* PROBLEM REQUIREMENTS:
Can you restate the records below word for word?

───

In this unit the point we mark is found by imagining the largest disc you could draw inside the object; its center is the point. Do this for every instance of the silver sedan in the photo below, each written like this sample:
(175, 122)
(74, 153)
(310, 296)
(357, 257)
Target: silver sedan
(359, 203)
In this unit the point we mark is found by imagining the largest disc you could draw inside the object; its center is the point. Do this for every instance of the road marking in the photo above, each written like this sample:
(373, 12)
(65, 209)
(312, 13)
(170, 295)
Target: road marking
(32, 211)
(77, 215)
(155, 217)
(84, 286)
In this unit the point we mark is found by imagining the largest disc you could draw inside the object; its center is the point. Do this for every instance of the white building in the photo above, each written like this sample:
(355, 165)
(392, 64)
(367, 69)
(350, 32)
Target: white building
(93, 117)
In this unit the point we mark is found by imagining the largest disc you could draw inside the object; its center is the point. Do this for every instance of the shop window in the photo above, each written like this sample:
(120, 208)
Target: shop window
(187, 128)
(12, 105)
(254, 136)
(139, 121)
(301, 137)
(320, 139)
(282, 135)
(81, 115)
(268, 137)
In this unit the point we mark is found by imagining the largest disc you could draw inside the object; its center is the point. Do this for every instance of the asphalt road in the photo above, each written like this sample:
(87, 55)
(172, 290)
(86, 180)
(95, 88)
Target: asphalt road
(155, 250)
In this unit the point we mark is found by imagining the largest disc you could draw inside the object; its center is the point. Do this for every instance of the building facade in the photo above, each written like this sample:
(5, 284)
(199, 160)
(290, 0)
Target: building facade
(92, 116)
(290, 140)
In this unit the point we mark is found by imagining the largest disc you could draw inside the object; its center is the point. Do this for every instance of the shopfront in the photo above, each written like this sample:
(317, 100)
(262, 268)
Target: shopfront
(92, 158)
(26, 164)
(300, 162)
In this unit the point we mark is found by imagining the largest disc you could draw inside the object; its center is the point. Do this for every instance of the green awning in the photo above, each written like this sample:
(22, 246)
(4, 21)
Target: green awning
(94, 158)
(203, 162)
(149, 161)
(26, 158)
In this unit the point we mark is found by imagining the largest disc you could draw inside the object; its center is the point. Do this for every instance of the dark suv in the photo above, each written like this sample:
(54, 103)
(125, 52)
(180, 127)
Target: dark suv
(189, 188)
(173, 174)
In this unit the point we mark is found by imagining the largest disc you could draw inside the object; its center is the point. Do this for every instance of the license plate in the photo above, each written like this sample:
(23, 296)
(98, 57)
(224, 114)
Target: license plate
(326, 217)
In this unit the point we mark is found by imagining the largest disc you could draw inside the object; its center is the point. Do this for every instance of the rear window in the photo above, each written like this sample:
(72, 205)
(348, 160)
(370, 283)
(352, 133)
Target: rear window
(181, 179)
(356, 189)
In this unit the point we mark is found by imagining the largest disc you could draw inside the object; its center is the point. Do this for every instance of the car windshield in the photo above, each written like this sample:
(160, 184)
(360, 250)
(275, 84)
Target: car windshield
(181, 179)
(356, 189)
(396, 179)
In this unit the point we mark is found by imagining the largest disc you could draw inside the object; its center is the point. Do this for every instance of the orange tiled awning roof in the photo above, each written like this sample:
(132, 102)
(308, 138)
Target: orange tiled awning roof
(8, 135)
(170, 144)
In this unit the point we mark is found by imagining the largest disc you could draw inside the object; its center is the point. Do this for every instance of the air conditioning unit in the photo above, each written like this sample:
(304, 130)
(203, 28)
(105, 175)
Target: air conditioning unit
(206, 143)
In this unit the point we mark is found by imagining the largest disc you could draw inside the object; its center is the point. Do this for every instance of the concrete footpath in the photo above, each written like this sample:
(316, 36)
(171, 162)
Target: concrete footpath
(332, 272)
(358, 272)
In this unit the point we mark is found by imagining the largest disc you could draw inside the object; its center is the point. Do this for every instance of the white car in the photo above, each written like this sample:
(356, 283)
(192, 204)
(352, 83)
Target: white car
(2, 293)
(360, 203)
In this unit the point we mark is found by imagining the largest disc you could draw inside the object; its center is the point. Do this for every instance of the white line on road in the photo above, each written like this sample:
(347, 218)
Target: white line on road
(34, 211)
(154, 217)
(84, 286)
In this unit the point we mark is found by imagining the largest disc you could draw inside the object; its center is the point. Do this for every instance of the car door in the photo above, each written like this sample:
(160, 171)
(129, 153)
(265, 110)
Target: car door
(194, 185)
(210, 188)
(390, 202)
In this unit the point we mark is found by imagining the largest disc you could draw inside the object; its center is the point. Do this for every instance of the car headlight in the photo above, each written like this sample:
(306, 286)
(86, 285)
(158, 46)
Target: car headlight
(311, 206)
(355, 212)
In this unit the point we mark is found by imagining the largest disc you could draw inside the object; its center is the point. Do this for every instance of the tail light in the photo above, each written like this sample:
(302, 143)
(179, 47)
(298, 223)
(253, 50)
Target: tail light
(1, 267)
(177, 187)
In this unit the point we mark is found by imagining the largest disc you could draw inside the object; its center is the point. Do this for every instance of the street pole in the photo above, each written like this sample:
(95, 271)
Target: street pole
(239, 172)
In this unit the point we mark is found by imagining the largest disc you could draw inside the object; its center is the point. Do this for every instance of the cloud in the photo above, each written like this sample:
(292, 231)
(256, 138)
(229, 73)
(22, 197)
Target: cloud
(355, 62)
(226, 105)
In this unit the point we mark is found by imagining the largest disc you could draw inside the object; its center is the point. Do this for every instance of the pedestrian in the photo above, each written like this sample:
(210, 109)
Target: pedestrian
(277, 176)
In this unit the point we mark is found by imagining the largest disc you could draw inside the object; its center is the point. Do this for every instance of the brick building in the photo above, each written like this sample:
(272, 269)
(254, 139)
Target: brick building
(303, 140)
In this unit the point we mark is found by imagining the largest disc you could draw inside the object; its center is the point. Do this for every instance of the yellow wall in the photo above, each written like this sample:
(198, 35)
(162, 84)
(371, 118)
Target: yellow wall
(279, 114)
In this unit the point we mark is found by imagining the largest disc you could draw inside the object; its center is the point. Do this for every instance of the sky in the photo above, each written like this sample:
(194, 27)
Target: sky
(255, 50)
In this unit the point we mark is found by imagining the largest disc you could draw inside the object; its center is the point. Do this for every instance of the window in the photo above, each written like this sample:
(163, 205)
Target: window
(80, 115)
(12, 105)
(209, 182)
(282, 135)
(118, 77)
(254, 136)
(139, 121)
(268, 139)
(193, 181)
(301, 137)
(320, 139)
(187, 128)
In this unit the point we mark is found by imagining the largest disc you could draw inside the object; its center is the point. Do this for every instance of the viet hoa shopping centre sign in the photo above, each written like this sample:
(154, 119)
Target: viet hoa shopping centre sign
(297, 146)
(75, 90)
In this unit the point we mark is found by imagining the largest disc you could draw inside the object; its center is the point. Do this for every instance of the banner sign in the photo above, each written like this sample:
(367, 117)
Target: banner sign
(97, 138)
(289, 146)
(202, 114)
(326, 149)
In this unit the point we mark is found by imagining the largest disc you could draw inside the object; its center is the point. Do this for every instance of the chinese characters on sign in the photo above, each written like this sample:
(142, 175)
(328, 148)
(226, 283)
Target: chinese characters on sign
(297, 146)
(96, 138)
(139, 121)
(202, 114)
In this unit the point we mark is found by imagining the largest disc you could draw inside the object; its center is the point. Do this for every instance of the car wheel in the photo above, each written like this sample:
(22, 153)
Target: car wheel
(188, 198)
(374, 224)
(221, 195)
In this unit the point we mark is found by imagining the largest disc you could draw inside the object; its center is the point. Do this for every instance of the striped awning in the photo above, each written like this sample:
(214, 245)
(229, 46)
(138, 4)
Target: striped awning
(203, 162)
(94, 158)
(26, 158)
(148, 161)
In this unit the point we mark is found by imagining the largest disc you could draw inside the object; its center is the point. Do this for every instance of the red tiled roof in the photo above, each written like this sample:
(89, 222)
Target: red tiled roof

───

* RESPONSE AREA:
In this unit the point we mark is found by imagining the largest disc you could draw inside the object; its center is the point. Do this for every instance of the silver sedan in the photo below, each written like this sample:
(175, 122)
(74, 153)
(310, 296)
(357, 257)
Target: silver sedan
(359, 203)
In this unit the point we mark is found by imagining the largest disc you could draw inside the object; its center is the point. Do this for every instance of the road marking in the photo above, each written like this sample:
(373, 12)
(65, 209)
(312, 13)
(170, 295)
Target: road marking
(32, 211)
(77, 215)
(155, 217)
(84, 286)
In this unit the point we mark is found by imagining the largest disc you could draw inside the object; its center is the point. Do this for every instance of the white building in the photo above, each written like this sample:
(355, 165)
(392, 64)
(367, 69)
(350, 32)
Target: white building
(93, 117)
In this unit the point we mark is found by imagining the largest disc you could draw inside the object; its center is the point. Do this for every instance of the shop window in the photo above, each written like this sample:
(120, 208)
Target: shop window
(187, 128)
(12, 105)
(254, 136)
(139, 121)
(301, 137)
(320, 139)
(282, 135)
(81, 115)
(268, 137)
In this unit the point we mark is found by imagining the largest disc you could draw inside the object; its center is the point. Do this for every instance of the asphalt road in the photo above, each written like this sample:
(87, 55)
(172, 290)
(86, 180)
(95, 88)
Target: asphalt road
(155, 250)
In this unit the point we mark is found by imagining the largest disc you could draw inside the object; its center is the point. Do this for every instance of the building facade in the photo above, each written like this sample:
(5, 284)
(199, 160)
(290, 0)
Target: building facade
(92, 116)
(290, 140)
In this unit the point we mark is found by imagining the largest disc you could draw inside the object; its center is the point. Do this for every instance of the shopfront in the photo above, each written like this sample:
(317, 100)
(262, 268)
Target: shopfront
(92, 158)
(26, 164)
(300, 162)
In this unit the point we mark is found by imagining the largest disc you could draw inside the object; its center is the point. Do this for every instance of the green awning in the photo above, each written like this sample:
(22, 246)
(4, 21)
Target: green awning
(94, 158)
(203, 162)
(149, 161)
(26, 158)
In this unit the point we mark is found by imagining the largest disc you could draw inside the object; its center is the point. Do this for every instance of the dark suv in the photo above, each written like this sample:
(54, 103)
(125, 52)
(180, 127)
Target: dark suv
(189, 188)
(173, 174)
In this unit the point we mark is found by imagining the largest disc you could draw inside the object; its center is the point. Do this for every instance of the license plate in the photo above, each written like this sample:
(23, 296)
(98, 57)
(224, 114)
Target: license plate
(326, 217)
In this unit the point we mark is found by imagining the largest disc you could draw inside the object; its center is the point. Do this for every instance of the rear window in the photo above, each written like this sample:
(72, 205)
(348, 160)
(370, 283)
(352, 133)
Target: rear window
(181, 179)
(356, 189)
In this unit the point we mark is found by imagining the largest disc you could draw inside the object; its center is the point. Do this for every instance of the car windshield in the photo above, each written like this sample:
(160, 184)
(360, 250)
(275, 84)
Target: car windshield
(181, 179)
(356, 189)
(396, 179)
In this unit the point we mark is found by imagining the largest disc you could draw inside the object; its center is the point. Do this for every instance of the orange tiled awning roof in the photo above, each written like this sample:
(132, 102)
(308, 138)
Target: orange tiled awning roof
(8, 135)
(170, 144)
In this unit the point we mark is found by imagining the largest disc you could draw inside the object; its center is the point. Do this for every instance of the air conditioning unit in the photo above, each written like this sample:
(304, 130)
(203, 28)
(105, 175)
Target: air conditioning unit
(206, 143)
In this unit the point we mark is found by imagining the largest disc you could draw inside the object; its center is the point. Do this for every instance of the concrete footpath in the photo above, each written like this sample:
(316, 36)
(171, 162)
Target: concrete footpath
(332, 272)
(358, 272)
In this unit the point we mark is found by imagining the largest disc you could draw inside the object; its center is the point. Do this for every instance of the white car in the photo above, each written like this sample:
(356, 283)
(192, 204)
(352, 83)
Target: white car
(2, 293)
(360, 203)
In this unit the point we mark is found by imagining the largest disc you could draw inside the object; its center is the point. Do this for every instance of the white line on road in the photo above, each written like this sample:
(347, 218)
Target: white line on road
(34, 211)
(154, 217)
(84, 286)
In this unit the point we mark is found by imagining the largest disc you could draw inside the object; its center is the point. Do this for every instance of the car door in the photo above, each written like this sample:
(160, 171)
(129, 153)
(265, 110)
Target: car door
(194, 185)
(210, 188)
(390, 202)
In this unit the point we mark is found by imagining the largest disc you could draw inside the object; its center is the point. Do this for every instance of the car headlight in the photo above, each written like this sample:
(306, 286)
(86, 285)
(158, 46)
Target: car headlight
(311, 206)
(355, 212)
In this unit the point we mark is found by imagining the largest disc you could draw inside the object; its center is the point. Do this for every instance of the tail light in the photo above, each written like this sample:
(302, 143)
(179, 47)
(298, 223)
(253, 50)
Target: tail light
(1, 267)
(177, 187)
In this unit the point we mark is found by imagining the largest disc you could draw inside the object; its center is the point. Do this for every instance of the street pole in the photo above, each written like this sample:
(95, 271)
Target: street pole
(239, 172)
In this unit the point we mark is found by imagining the largest disc you could draw inside the object; its center is the point. Do this for every instance of the cloud in the photo above, each written like this sample:
(292, 231)
(256, 138)
(229, 73)
(22, 197)
Target: cloud
(355, 62)
(226, 105)
In this unit the point we mark is found by imagining the largest disc you could draw inside the object; its center is the point. Do this for every instance of the pedestrian in the photo above, each written like this sample:
(210, 109)
Target: pedestrian
(277, 176)
In this unit the point we mark is found by imagining the largest disc you could draw inside the object; its center is the point. Do this for every instance of the brick building in the photo above, each written like this sample:
(272, 269)
(254, 139)
Target: brick building
(303, 140)
In this unit the point we mark is found by imagining the largest disc you could draw inside the object; its center is the point. Do this for every instance of the yellow wall in the photo above, each written like this sample:
(198, 35)
(162, 84)
(371, 118)
Target: yellow wall
(279, 114)
In this unit the point we mark is found by imagining the largest disc you could draw inside the object; its center is the point. Do this for every instance of the sky in the photo above, each written like this sample:
(194, 27)
Target: sky
(255, 50)
In this unit the point we mark is found by imagining the largest disc you could draw inside the object; its center is the point. Do this for every instance of the window in the photo above, each written like this sample:
(163, 205)
Target: window
(80, 115)
(12, 105)
(209, 182)
(282, 135)
(118, 77)
(254, 136)
(139, 121)
(268, 139)
(193, 181)
(301, 137)
(320, 139)
(187, 128)
In this unit the point we mark is found by imagining the largest disc you could draw inside the object; its center is the point. Do this for every instance of the viet hoa shopping centre sign in the photo above, each written like this sample:
(154, 119)
Target: viet hoa shopping centre sign
(297, 146)
(75, 90)
In this unit the point we mark is found by imagining the largest disc you could draw inside the object; its center is the point. Do this for every instance of the banner sign in the photo above, each written like this sample:
(367, 117)
Target: banner sign
(97, 138)
(289, 146)
(202, 114)
(326, 149)
In this unit the point we mark is found by imagining the largest disc you could draw inside the object; its center is the point. Do this for every instance of the chinese characters on sign in the photo above, each written like this sample:
(142, 175)
(328, 148)
(226, 283)
Target: chinese characters on sign
(297, 146)
(96, 138)
(139, 121)
(202, 114)
In this unit the point we mark is found by imagining the largest disc you could draw inside the object; its center is the point. Do this for every instance of the car wheel in the photo above, each written like this sample:
(22, 153)
Target: car wheel
(188, 198)
(374, 224)
(221, 195)
In this unit the point we mark is found by imagining the largest disc you could draw inside the object; its center is the point. Do this for every instance of the striped awning in the photo above, each written like this sample:
(214, 245)
(229, 46)
(138, 4)
Target: striped awning
(203, 162)
(94, 158)
(26, 158)
(148, 161)
In this unit the point we mark is found by imagining the largest disc you could draw inside the object; its center is the point. Do this for every instance of the red tiled roof in the photo above, each written like this sample:
(89, 222)
Target: red tiled roof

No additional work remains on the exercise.